BRIEF
Each line below should be restated exactly, with nothing dropped.

SUPPLIED RECORDS
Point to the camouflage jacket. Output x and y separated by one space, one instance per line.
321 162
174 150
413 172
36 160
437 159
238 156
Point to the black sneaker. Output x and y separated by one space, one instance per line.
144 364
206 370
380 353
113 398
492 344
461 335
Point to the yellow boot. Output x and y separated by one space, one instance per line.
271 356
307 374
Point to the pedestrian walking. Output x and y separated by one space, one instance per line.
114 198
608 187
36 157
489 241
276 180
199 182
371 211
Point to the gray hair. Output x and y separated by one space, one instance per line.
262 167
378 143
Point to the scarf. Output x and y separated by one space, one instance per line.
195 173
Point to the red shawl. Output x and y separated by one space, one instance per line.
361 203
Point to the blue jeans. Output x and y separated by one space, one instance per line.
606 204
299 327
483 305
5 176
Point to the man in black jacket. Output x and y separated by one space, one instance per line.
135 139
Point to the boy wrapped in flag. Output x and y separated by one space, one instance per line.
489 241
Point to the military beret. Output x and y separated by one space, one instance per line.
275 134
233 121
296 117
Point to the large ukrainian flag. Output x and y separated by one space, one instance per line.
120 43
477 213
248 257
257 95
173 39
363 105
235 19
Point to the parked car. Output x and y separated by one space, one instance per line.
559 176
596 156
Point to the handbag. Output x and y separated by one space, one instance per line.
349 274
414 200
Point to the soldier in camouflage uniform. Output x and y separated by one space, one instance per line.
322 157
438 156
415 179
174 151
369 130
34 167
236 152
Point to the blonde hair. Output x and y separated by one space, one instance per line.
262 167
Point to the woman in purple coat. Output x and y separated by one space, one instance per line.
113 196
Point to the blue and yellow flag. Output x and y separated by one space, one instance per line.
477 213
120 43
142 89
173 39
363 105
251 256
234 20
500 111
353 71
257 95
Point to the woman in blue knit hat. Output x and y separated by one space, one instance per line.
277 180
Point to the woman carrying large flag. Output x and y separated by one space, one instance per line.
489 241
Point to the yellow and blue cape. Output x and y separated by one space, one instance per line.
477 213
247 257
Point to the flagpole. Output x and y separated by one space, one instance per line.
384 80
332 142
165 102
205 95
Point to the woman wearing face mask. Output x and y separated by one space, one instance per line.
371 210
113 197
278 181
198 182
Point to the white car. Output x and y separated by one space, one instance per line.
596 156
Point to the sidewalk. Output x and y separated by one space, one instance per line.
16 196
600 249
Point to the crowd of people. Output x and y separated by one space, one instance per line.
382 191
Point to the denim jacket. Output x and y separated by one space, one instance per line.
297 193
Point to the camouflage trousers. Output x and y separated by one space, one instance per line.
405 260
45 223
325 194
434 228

ANSWER SPACE
Point to the camouflage jacket. Output x and y separated by one space, one instance per line.
321 162
174 150
413 172
36 160
437 159
238 156
Point to the black sneaker. Output x and y separated by one space, one instance per line.
144 364
206 370
380 353
113 398
492 344
461 335
Point to the yellow boot. Output x and y separated by one space, one instance per line.
271 356
307 374
Point to the pedestrian walking. Output x and y separated by one space, one instance per line.
114 198
608 187
36 157
489 241
276 180
199 182
371 211
Point to the gray hair. Output x and y separated by one space, one instance per line.
262 167
378 143
Point to the scarf. Output x and y separated by one space, one instance per line.
195 173
Point to the red shawl. Output x and y separated by one space, one instance per line.
361 203
Point to the blue jeans. Output x and y separated by one space, one instance per line.
606 204
299 327
483 305
5 176
Point to the man in black jacket. Output x and y separated by one space, one instance per line.
135 139
Point to the boy wrapped in flag. Output x and y separated by one space, one instance per line.
489 241
Point to the military beret. Output x and y separated by one space, one instance per line.
275 134
233 121
296 117
Point to the large ukrainian flag. Output x and y separated by one space, one instance per line.
120 43
477 213
248 257
257 95
173 39
363 105
235 19
Point to the parked car. Output x and y separated by one space, one instance per line.
559 176
596 156
Point to the handbag. Output x and y separated by one space, one instance per line.
349 274
414 200
Point to the soldier in camouflage uniform. Output x and y separated by one space, one instance per line.
322 157
438 156
415 179
174 151
369 130
34 167
236 152
Point to the blonde hair. Output x and y separated by one space, one instance per line.
262 167
Point to the woman in purple coat. Output x and y separated by one space, one instance per line.
113 196
Point to the blue and yellow flag. Output x and y separated by one space, one instance per line.
477 213
120 43
142 89
173 39
363 105
251 256
234 20
500 111
353 71
257 95
Point to the woman in blue knit hat. Output x and y separated by one space, one instance per line.
277 180
Point to the woman carrying large flag. Output x and y separated by one space, one instance per line.
489 241
Point to the yellow and blue cape. Output x and y separated by one space, one instance per line.
477 213
247 257
Point to the flagpole. Output x and y separated by one space, one instance per line.
384 80
332 142
165 102
205 95
Point to the woman wearing face mask. Output x and y separated by one space, one instance per line.
371 210
113 197
278 181
198 182
Point to the white car. Output x and y separated by one space, one instance per line.
596 156
Point to the sidewalk. Output x and y separated by one space, one instance per line.
16 196
600 249
Point to the crowd of people. Output x and y separated by one space, one instance per line.
382 191
Point to the denim jacket. Output x and y separated by one space, one instance per line.
297 193
Point to the camouflage trousers. Output x and y separated by one space, one instance per line.
405 260
45 223
325 194
434 228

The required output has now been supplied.